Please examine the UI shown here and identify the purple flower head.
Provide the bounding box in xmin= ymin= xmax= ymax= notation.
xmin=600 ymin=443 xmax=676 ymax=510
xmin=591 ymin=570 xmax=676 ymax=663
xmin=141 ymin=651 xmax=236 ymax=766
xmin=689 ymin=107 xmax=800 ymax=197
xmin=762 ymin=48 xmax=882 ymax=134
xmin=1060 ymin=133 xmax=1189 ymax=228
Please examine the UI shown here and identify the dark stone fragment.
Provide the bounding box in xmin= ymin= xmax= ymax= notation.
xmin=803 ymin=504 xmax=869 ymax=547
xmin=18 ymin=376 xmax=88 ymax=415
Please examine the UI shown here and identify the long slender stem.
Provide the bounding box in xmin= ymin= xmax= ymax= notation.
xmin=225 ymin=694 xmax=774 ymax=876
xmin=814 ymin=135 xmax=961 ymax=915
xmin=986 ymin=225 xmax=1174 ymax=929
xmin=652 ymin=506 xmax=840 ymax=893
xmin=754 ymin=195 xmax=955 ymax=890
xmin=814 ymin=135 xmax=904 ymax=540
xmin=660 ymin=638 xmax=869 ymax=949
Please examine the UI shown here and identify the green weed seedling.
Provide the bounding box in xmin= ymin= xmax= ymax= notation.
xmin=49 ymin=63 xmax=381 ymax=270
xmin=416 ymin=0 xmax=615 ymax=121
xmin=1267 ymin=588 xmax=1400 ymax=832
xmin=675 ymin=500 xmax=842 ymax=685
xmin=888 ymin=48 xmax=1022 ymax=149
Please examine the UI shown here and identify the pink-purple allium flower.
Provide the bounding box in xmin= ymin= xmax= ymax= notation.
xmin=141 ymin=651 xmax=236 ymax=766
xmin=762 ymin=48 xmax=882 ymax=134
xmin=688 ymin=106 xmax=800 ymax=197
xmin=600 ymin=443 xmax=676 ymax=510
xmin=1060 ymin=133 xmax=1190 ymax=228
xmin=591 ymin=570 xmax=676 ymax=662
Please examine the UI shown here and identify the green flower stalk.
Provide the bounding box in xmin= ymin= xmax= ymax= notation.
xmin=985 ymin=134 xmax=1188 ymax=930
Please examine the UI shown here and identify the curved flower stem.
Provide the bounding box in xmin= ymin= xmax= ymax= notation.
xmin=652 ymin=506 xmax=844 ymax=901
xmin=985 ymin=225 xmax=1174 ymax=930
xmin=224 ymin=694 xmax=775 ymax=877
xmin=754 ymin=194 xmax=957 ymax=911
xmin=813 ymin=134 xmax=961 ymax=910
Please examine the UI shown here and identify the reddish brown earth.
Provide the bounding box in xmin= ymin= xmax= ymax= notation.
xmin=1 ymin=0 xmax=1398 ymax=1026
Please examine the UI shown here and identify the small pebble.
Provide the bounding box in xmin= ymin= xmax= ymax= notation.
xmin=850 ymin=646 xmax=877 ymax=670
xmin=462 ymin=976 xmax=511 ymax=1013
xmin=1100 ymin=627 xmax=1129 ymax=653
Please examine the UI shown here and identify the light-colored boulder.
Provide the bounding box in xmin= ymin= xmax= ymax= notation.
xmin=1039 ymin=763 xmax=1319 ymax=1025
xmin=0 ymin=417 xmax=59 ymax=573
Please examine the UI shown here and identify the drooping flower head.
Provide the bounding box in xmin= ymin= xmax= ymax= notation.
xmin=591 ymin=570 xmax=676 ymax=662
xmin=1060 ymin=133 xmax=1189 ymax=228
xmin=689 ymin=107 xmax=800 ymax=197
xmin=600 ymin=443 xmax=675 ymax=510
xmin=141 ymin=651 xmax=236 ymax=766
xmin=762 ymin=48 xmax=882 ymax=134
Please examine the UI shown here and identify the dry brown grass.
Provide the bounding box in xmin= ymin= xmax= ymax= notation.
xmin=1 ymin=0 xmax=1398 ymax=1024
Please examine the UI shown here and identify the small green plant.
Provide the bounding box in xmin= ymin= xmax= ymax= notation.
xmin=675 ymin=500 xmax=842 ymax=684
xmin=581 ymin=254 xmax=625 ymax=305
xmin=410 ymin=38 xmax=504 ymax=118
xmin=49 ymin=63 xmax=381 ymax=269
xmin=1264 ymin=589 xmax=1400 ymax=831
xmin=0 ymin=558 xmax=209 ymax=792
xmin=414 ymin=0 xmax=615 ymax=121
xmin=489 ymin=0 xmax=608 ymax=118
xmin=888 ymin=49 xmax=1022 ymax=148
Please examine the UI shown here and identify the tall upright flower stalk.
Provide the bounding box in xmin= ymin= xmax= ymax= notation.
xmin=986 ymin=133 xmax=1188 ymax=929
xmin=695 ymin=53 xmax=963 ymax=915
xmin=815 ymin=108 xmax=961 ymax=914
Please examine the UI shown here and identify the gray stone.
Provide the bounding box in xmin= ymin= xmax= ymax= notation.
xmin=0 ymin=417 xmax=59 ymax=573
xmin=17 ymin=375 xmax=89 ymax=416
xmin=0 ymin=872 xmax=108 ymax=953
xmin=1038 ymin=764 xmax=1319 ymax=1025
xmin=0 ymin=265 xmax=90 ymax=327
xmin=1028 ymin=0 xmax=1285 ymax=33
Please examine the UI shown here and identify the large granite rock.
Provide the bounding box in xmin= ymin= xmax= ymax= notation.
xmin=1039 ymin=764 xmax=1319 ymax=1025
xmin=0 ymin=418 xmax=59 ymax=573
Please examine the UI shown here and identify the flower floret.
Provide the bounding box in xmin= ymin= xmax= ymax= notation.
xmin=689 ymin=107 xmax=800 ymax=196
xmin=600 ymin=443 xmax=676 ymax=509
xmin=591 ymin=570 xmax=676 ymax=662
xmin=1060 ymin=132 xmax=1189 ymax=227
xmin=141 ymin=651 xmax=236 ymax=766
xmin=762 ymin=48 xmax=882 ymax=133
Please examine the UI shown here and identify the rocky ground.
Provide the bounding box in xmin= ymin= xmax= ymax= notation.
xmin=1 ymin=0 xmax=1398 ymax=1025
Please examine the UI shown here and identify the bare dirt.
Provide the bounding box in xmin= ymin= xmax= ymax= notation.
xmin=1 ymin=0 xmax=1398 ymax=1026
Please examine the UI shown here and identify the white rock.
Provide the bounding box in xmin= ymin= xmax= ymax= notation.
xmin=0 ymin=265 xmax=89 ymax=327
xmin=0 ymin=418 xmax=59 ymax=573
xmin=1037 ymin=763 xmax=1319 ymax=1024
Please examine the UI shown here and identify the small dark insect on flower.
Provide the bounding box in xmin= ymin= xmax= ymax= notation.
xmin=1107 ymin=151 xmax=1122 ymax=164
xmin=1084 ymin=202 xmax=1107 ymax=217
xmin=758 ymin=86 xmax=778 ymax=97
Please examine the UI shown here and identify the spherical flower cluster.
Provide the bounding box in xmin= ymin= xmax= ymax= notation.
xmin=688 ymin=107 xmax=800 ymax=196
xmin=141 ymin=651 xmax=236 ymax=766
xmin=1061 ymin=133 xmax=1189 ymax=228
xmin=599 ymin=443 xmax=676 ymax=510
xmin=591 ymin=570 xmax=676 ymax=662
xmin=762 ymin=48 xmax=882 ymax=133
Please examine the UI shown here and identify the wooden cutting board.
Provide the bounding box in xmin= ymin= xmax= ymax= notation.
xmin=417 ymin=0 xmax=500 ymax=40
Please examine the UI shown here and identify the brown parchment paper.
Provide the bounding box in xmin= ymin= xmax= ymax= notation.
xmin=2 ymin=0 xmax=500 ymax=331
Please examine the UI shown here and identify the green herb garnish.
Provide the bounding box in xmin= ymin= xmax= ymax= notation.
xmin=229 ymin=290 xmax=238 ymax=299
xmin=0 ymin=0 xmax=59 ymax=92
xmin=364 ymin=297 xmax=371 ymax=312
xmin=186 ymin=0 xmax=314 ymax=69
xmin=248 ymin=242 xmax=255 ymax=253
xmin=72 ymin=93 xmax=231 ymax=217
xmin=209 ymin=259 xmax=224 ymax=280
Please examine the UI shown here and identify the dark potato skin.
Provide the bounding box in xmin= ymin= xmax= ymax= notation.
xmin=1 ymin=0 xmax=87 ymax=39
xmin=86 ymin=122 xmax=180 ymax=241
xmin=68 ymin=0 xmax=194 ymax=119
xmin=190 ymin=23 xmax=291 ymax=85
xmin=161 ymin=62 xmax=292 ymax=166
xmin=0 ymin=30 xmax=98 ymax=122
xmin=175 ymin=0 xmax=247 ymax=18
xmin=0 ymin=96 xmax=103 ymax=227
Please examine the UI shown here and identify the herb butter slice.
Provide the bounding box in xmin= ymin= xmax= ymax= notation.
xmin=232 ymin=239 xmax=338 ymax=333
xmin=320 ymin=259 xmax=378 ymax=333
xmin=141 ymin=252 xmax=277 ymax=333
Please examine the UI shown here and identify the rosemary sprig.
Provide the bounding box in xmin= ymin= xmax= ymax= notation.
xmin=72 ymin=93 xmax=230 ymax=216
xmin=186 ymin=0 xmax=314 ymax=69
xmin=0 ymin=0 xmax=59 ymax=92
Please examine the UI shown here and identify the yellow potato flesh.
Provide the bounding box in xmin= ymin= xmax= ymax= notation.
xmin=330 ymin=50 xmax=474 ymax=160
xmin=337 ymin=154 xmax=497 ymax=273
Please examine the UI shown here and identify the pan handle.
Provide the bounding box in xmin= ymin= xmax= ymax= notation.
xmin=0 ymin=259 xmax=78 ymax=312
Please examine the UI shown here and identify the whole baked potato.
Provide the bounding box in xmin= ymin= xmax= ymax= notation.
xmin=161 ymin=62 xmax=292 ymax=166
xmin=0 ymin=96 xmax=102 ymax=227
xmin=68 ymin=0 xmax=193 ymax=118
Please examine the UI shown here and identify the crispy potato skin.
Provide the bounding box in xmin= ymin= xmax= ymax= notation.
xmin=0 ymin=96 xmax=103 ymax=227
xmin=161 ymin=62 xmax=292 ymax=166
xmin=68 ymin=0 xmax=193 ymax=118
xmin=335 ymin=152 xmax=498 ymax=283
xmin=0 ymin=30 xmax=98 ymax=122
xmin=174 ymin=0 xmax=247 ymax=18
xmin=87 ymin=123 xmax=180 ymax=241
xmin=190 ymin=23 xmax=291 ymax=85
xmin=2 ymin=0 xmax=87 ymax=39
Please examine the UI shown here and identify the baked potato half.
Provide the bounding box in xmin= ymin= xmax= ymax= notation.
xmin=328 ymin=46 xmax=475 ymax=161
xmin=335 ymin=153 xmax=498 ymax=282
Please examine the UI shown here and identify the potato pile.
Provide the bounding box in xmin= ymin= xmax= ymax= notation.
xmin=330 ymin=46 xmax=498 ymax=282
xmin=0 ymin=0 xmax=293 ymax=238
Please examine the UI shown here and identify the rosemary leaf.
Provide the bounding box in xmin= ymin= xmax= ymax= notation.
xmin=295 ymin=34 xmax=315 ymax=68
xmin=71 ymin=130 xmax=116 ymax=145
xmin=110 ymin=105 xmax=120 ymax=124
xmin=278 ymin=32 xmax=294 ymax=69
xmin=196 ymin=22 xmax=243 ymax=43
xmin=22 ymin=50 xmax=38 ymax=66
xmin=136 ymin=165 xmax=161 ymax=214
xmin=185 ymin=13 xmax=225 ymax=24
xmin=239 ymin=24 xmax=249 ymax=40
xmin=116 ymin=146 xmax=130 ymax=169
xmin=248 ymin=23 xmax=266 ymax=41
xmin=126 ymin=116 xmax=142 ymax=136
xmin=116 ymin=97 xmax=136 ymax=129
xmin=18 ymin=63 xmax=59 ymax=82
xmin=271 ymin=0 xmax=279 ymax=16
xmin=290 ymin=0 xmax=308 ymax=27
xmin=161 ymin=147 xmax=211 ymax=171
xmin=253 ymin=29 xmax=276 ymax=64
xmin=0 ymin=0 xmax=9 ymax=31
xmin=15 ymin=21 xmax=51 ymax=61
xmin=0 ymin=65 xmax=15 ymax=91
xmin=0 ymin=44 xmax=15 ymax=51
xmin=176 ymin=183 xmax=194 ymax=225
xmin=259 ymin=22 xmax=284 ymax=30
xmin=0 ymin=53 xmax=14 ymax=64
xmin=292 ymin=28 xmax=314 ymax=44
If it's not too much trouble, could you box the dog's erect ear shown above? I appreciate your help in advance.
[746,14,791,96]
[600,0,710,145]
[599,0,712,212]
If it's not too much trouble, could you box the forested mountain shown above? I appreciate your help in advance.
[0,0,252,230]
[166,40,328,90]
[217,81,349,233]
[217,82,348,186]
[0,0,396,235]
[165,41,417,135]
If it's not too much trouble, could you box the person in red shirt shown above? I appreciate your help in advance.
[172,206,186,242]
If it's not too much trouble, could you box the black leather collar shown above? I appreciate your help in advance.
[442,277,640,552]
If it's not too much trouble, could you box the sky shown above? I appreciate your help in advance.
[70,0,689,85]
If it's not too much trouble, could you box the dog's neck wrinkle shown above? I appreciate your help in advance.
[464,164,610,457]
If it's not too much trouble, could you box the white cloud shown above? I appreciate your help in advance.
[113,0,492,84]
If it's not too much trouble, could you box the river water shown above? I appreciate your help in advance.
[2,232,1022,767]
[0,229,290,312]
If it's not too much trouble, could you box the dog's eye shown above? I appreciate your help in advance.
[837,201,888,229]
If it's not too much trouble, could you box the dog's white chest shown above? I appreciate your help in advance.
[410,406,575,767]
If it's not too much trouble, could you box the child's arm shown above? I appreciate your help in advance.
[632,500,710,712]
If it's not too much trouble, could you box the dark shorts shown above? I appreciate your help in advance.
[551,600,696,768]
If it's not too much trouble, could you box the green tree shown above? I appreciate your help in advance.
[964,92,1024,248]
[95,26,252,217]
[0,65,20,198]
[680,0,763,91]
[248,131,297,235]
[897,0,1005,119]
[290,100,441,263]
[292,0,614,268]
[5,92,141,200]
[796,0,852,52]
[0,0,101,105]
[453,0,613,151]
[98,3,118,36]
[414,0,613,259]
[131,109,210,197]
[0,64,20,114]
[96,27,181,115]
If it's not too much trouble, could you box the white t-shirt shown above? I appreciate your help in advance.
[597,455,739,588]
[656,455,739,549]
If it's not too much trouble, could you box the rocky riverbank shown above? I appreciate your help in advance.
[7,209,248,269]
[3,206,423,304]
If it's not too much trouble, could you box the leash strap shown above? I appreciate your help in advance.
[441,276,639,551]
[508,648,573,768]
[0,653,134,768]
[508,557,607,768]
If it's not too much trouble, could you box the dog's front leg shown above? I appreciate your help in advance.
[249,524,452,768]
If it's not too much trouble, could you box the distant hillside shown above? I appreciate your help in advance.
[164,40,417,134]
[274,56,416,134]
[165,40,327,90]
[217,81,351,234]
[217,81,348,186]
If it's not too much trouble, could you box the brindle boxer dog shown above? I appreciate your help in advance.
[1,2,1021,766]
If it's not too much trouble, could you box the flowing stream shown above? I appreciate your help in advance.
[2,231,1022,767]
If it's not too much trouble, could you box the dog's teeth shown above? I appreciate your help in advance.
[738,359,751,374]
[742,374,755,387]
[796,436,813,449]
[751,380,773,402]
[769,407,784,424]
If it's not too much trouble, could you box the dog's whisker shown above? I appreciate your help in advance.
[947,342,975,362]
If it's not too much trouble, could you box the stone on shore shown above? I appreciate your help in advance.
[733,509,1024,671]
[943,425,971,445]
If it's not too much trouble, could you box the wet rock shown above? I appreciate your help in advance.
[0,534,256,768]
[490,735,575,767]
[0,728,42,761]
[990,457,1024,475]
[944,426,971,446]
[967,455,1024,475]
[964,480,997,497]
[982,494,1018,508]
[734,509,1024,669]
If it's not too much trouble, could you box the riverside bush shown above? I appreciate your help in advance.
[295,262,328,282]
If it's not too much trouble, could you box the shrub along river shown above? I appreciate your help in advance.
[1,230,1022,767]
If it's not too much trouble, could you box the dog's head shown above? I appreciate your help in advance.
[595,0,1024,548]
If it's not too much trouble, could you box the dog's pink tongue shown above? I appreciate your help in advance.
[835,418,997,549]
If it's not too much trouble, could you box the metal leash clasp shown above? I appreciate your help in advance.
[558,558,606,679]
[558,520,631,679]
____
• [About this task]: Find and copy each line of the material that holds the word "flower".

• [Written solution]:
Please examine the UI shown here and identify the purple flower head.
Please examine the UI shown here and identify the pink-purple allium flower.
Please examine the UI shown here and identify the green flower stalk.
Please examine the UI shown here and identify the curved flower stem.
Please examine the UI shown here and identify the drooping flower head.
Please examine the UI shown here and identify the tall upright flower stalk.
Please examine the UI shown here and identify the flower floret.
Please examine the UI shown here and identify the small dark insect on flower.
Please examine the UI shown here and identify the spherical flower cluster.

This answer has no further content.